What is required: Copy word for word the stretch of entries from the line containing "Where can the gray" through the line containing "Where can the asphalt", leaving out the pictures.
--- BEGIN Extracted material ---
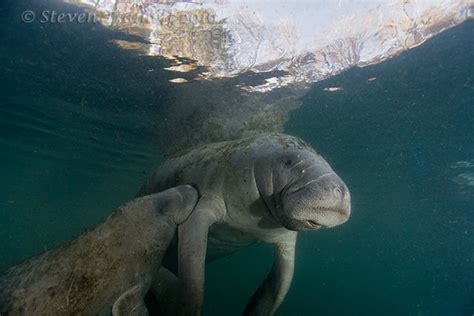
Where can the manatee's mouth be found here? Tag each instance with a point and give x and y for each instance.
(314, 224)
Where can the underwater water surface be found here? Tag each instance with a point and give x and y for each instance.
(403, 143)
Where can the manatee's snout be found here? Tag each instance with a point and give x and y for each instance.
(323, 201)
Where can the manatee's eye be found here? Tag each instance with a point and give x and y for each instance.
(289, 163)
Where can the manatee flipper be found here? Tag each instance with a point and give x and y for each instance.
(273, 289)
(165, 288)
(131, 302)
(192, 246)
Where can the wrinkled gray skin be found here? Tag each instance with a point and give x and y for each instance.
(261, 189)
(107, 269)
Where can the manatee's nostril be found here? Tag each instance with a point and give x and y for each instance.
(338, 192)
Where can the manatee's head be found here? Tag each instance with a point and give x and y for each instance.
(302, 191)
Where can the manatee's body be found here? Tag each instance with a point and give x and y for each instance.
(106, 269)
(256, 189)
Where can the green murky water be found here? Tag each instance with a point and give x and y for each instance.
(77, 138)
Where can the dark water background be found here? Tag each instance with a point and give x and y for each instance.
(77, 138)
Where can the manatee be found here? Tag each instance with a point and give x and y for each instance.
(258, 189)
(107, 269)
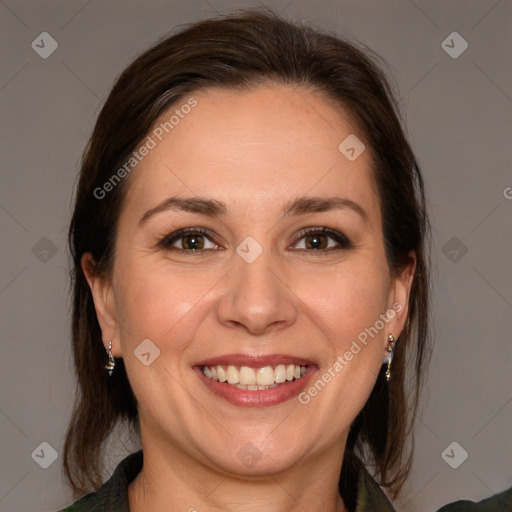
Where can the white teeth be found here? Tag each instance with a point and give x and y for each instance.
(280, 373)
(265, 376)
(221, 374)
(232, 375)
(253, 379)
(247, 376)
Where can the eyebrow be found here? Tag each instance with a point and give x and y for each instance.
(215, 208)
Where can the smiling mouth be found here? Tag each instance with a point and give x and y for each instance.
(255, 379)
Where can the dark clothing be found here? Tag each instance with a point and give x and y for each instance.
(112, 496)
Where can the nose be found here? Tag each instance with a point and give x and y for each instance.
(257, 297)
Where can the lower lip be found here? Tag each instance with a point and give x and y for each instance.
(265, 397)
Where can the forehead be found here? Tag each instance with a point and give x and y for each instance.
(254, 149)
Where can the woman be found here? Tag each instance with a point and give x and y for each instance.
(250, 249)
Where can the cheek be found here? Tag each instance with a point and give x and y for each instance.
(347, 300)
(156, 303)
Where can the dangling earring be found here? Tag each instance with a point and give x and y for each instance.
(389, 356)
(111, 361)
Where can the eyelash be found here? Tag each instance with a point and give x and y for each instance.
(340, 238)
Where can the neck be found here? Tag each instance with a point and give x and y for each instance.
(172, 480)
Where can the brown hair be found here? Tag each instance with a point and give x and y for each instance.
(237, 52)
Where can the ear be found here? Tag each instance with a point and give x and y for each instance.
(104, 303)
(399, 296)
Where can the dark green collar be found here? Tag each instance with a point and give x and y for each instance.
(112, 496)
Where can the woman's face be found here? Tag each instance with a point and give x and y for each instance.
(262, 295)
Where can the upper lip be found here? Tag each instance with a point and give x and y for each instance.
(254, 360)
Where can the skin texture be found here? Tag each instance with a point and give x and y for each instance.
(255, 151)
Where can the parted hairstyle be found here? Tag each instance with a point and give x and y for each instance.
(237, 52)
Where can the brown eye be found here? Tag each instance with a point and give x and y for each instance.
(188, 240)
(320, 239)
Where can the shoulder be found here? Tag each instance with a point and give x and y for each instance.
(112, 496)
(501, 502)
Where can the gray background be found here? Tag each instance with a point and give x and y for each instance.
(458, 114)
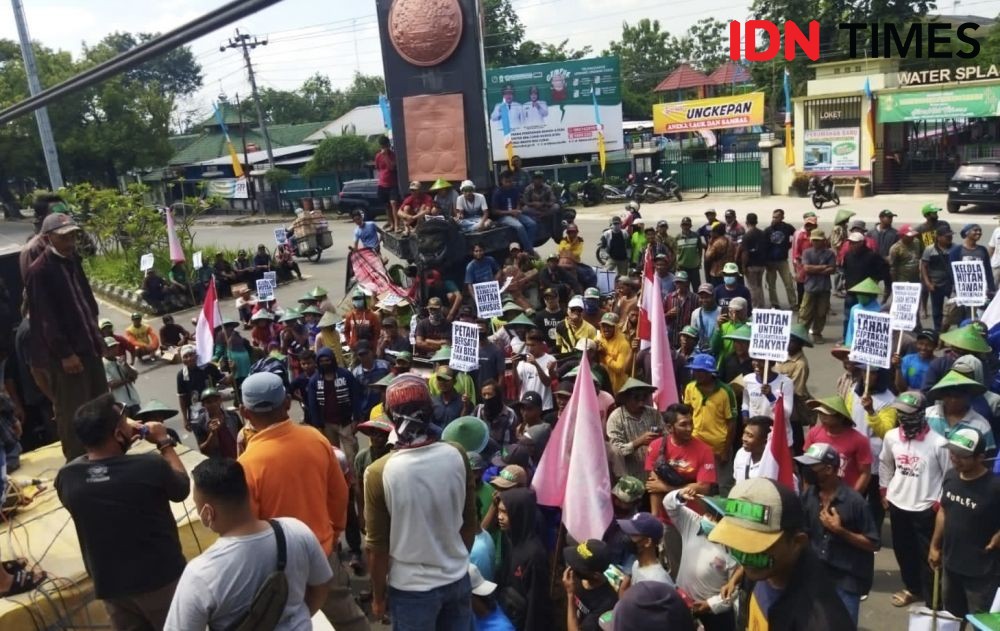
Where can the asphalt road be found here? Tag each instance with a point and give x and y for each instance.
--- END Extracted material ---
--- BEGIN Extracted material ---
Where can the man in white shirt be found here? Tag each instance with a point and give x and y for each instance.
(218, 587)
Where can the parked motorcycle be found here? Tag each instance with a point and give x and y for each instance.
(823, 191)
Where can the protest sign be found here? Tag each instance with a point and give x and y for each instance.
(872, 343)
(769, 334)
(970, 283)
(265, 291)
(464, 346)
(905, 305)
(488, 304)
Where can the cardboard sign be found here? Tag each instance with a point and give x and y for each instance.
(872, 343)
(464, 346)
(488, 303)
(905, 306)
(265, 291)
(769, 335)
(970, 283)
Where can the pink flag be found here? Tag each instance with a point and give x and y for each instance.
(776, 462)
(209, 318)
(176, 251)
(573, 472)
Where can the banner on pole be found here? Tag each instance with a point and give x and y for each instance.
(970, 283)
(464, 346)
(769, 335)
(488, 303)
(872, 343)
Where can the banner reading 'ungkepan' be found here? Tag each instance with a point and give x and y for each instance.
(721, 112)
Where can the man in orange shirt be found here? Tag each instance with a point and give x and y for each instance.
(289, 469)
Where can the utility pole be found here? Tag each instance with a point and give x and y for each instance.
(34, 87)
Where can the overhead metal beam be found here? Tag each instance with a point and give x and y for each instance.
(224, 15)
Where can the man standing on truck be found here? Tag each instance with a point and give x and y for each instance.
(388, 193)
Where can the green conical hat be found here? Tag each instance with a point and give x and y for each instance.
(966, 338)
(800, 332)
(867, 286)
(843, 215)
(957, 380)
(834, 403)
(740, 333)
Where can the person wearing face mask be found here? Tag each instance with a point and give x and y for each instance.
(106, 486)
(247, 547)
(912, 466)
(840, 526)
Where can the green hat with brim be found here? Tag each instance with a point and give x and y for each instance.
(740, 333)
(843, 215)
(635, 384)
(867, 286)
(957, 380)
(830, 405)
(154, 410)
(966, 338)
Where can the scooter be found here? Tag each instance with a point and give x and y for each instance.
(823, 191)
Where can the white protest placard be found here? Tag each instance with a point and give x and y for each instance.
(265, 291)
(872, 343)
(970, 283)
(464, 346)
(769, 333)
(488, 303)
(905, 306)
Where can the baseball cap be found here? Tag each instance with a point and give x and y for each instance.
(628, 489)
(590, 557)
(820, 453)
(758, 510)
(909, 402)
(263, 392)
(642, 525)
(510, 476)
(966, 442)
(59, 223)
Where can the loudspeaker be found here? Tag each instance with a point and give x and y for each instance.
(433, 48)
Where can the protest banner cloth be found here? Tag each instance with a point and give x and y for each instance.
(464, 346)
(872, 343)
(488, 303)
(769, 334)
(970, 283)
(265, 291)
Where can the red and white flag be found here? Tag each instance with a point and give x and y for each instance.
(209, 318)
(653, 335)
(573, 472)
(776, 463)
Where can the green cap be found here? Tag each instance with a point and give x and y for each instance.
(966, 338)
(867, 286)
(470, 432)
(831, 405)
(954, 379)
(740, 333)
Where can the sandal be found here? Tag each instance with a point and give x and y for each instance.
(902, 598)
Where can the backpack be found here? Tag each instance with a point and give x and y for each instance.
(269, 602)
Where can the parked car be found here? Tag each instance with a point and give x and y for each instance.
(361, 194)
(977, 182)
--- END Extracted material ---
In response:
Where can the gray background be found here? Tag each instance with a point and give x and y for each instance.
(458, 114)
Where can the asphalt road be found here? Tag each instance with a point and give x and y for each instance.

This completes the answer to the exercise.